ACTIVITY: Pictures are not part of the copy; repeat everything else in the records exactly.

Segment Start: EXTRACTED ENTRIES

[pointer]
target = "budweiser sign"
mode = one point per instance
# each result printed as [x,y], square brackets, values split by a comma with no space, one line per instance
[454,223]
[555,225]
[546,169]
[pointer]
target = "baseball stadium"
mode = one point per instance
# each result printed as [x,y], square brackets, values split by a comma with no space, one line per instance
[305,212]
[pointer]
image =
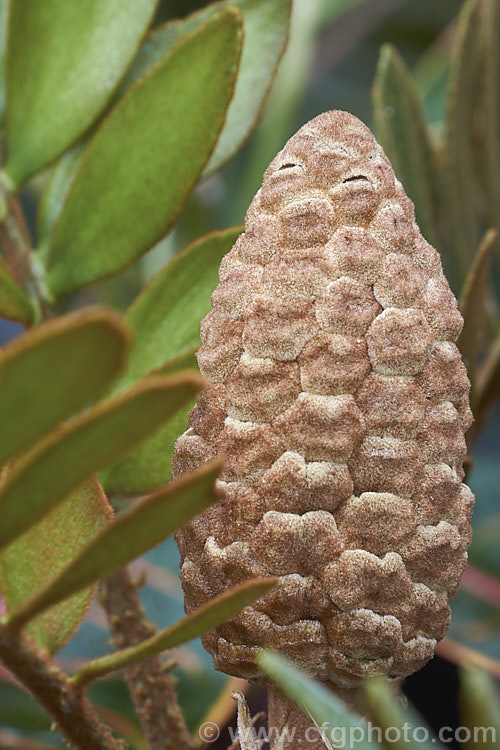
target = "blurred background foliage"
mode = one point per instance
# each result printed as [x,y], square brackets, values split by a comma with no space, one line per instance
[333,55]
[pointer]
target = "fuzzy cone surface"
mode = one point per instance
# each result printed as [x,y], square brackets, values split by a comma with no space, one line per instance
[340,400]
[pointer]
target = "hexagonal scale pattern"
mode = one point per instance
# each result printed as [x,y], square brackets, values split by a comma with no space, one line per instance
[338,396]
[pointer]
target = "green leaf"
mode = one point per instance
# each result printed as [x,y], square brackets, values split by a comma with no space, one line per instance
[54,370]
[4,11]
[140,166]
[402,131]
[74,452]
[56,190]
[479,708]
[315,700]
[135,532]
[40,554]
[472,303]
[64,62]
[491,78]
[165,318]
[210,615]
[488,382]
[165,321]
[14,303]
[458,147]
[265,26]
[385,712]
[149,464]
[285,102]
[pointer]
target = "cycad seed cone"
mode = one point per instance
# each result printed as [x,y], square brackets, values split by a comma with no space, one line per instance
[339,398]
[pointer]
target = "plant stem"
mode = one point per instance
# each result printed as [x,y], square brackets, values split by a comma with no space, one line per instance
[151,686]
[16,241]
[73,714]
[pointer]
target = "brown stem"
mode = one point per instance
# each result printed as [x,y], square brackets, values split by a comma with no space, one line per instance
[150,684]
[73,714]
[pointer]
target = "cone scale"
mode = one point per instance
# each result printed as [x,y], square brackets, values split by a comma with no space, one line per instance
[339,398]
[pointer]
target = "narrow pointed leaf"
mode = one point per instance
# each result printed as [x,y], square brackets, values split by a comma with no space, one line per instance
[165,321]
[479,707]
[57,189]
[472,303]
[314,699]
[385,712]
[459,152]
[210,615]
[93,440]
[135,532]
[64,62]
[487,389]
[145,158]
[265,26]
[165,318]
[40,554]
[14,302]
[491,62]
[54,370]
[4,9]
[149,464]
[402,131]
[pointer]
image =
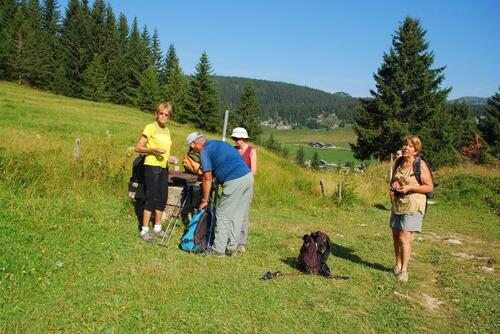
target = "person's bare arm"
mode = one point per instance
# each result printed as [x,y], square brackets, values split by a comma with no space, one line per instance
[253,161]
[426,185]
[206,185]
[140,147]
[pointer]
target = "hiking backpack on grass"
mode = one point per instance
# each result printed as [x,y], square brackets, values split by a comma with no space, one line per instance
[136,187]
[199,235]
[314,254]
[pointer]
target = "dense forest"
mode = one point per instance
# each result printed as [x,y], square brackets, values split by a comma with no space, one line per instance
[290,104]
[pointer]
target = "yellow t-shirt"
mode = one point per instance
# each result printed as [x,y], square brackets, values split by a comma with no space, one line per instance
[157,137]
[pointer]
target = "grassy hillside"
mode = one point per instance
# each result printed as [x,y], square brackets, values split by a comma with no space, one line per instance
[71,261]
[340,137]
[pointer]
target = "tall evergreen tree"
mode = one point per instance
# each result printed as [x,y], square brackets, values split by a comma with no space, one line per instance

Segment End: EXTRACTED ENTRIES

RESPONSE TO THE TASK:
[pointer]
target = "budweiser sign"
mode = one point per instance
# each result printed as [x,y], square brackets, values split by a comma with no space, one line per instance
[454,223]
[555,225]
[546,169]
[pointer]
target = "baseball stadium"
mode = one point per instance
# each result printed as [x,y], square brackets, values split by a comma with no space, one line per instance
[305,212]
[pointer]
image =
target = "blurred background foliage"
mode = one point per instance
# each result printed as [x,y], square brackets, values split by a comma with no space, one line per instance
[333,55]
[pointer]
target = "fuzzy cone surface"
mode = one point per instance
# each result printed as [x,y], square brackets, values split by a comma with no space, one line per instance
[340,400]
[pointer]
target = "hexagonal scale pattern"
mode = one point per instance
# each result printed as [x,y], square brackets, values split by a comma with no space, one line per instance
[338,396]
[pointer]
target = "green leaf"
mode = one point per instance
# each result printed as [x,y], square brackets, values split by a comma with no space, one line per instance
[54,370]
[4,11]
[140,166]
[402,131]
[74,452]
[56,190]
[479,708]
[315,700]
[135,532]
[40,554]
[472,303]
[64,62]
[491,78]
[165,318]
[210,615]
[488,382]
[165,321]
[14,303]
[458,147]
[265,26]
[385,712]
[149,464]
[285,102]
[pointer]
target = "cycad seed cone"
mode = one point per instance
# each result printed as [x,y], square brackets, values split by a comma with no space, one line per instance
[339,398]
[pointer]
target = "plant stem"
mode = one point per instance
# each result printed as [x,y], square brackets, values split by a comma with no space, one line per instance
[151,686]
[16,241]
[73,714]
[pointer]
target = "brown stem"
mode = one point per instance
# each result printed as [x,y], square brackets, values split by a comma with no space, one line per instance
[150,684]
[73,714]
[pointer]
target = "cone scale"
mode = one point per instance
# each result printed as [x,y], square brackets, values split by a comma with no space, one line per instance
[339,398]
[pointer]
target = "narrow pointed leaf"
mode = one point per instance
# each result printed as [x,y], square brackets, values split by a comma with no space, one line per instance
[165,321]
[479,707]
[57,189]
[472,303]
[314,699]
[385,712]
[459,152]
[210,615]
[93,440]
[135,532]
[64,62]
[487,389]
[145,158]
[265,26]
[165,318]
[40,554]
[14,302]
[491,62]
[54,370]
[4,9]
[149,464]
[402,131]
[pointer]
image =
target = "person's bare arm"
mode = one point per instance
# each result printed as [x,y], square brackets, values split by a comma with no space, one line per instance
[253,161]
[426,185]
[206,185]
[140,147]
[pointer]
target = "hiking backpack on grass"
mode = one point per instance
# each result printed as [x,y], square brackets, values split by a comma with no space, one line per instance
[136,187]
[199,235]
[314,254]
[pointer]
target = "dense forest"
mode = one point per instance
# each result printed as [x,y], square brackets, values split by a comma with no space, one line per instance
[290,104]
[pointer]
target = "yellow t-shirt"
mode = one point per instance
# each result printed as [x,y], square brackets, values split by a comma with no space, one line per instance
[157,137]
[pointer]
target = "grassy hillside"
mode = one point per instance
# each result printed as [x,y], square brackets, values split by a comma with no space, one line per instance
[71,261]
[340,137]
[pointer]
target = "tall evergreen tree"
mode = one point per instance
# each result printed as [x,y], square brackets, values split by a comma with no space, one line per instance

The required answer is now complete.